Monday, February 27, 2006

2+2=4, Really

George Orwell’s 1984 is one of those books that you probably can’t get through life without reading. Dystopian societies are fashionable: just look at Lois Lowry’s work on the Giver trilogy, Kazuo Ishiguro’s Never Let Me Go, Max Barry’s Jennifer Government, even Neal Stephenson’s Snow Crash. It’s a well of plots that seems unlikely to ever dry up, a different spin on the engine of all fiction: with dystopias, the peeling wallpaper, scuffed carpet, and rusting fixtures are on the outside.

I’m actually unsure what I think of this book. It’s difficult to say whether or not I even “liked” it. Obviously I didn’t care so much for the ending—which I generously won’t spoil for other ignorant folk like myself just two days ago—but the rest of the book provoked a certain amount of confused ambivalence. I haven’t yet decided if I disliked the book—which is the way I’m leaning—because I didn’t like what happened, or I didn’t like the book. Heh. Isn’t it interesting that I italicized that?

** Provided information **

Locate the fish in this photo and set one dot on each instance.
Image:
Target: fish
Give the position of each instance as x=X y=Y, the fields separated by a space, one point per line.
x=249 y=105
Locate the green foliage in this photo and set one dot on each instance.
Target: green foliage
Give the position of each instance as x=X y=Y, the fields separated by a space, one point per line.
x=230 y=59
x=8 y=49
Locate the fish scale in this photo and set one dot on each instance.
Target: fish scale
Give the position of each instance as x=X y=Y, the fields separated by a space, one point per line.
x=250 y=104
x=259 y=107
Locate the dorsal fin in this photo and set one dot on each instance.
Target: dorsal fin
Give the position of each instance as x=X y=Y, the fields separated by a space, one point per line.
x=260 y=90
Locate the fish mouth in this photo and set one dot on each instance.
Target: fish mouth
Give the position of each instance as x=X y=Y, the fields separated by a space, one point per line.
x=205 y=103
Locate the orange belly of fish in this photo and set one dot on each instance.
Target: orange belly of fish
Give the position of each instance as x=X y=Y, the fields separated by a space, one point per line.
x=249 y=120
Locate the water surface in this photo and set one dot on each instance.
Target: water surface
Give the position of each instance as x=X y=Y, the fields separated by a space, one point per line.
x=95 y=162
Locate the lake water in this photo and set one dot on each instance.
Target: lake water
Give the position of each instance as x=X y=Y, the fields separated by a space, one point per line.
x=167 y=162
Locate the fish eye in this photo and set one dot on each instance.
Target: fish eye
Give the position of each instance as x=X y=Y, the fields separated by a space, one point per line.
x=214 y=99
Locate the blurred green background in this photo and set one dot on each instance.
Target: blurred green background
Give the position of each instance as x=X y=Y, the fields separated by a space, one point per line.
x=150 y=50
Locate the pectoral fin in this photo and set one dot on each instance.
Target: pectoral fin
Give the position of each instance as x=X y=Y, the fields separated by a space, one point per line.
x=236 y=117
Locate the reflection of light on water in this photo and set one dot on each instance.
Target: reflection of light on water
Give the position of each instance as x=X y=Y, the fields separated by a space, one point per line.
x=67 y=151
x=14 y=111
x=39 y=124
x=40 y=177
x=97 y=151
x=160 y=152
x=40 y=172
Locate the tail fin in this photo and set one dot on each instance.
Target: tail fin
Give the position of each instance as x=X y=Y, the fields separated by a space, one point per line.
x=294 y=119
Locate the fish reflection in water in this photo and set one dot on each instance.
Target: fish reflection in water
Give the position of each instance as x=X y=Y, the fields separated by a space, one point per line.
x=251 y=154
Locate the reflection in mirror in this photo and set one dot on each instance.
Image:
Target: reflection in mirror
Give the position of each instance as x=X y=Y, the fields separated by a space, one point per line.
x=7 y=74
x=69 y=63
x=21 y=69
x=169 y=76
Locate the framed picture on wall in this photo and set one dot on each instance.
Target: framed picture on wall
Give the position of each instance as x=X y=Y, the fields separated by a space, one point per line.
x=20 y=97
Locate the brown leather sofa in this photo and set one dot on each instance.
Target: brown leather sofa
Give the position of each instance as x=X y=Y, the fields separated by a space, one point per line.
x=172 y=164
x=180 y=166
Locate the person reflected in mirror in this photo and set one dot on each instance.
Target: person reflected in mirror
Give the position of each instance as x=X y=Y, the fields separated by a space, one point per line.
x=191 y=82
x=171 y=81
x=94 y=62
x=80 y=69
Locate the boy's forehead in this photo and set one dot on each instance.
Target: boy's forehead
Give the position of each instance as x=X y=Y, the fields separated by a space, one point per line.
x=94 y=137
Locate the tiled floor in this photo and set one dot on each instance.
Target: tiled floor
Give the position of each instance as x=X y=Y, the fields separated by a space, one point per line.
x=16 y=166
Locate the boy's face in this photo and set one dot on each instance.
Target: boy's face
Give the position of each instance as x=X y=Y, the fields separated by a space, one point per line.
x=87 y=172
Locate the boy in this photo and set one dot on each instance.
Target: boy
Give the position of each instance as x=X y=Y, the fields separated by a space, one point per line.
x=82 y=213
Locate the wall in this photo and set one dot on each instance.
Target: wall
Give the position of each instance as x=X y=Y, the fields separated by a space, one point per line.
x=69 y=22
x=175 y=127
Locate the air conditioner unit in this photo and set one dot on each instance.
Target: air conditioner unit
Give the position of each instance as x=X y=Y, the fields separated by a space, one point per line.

** Given exercise 1 **
Name every author mentioned in the review of 1984 above.
** Given exercise 2 **
Reproduce word for word the passage of the review of 1984 that opens with the words "Monday, February 27, 2006" and closes with "on the outside.".

** Full answer 1 **
George Orwell, Lois Lowry, Kazuo Ishiguro, Max Barry, Neal Stephenson

** Full answer 2 **
Monday, February 27, 2006

2+2=4, Really

George Orwell’s 1984 is one of those books that you probably can’t get through life without reading. Dystopian societies are fashionable: just look at Lois Lowry’s work on the Giver trilogy, Kazuo Ishiguro’s Never Let Me Go, Max Barry’s Jennifer Government, even Neal Stephenson’s Snow Crash. It’s a well of plots that seems unlikely to ever dry up, a different spin on the engine of all fiction: with dystopias, the peeling wallpaper, scuffed carpet, and rusting fixtures are on the outside.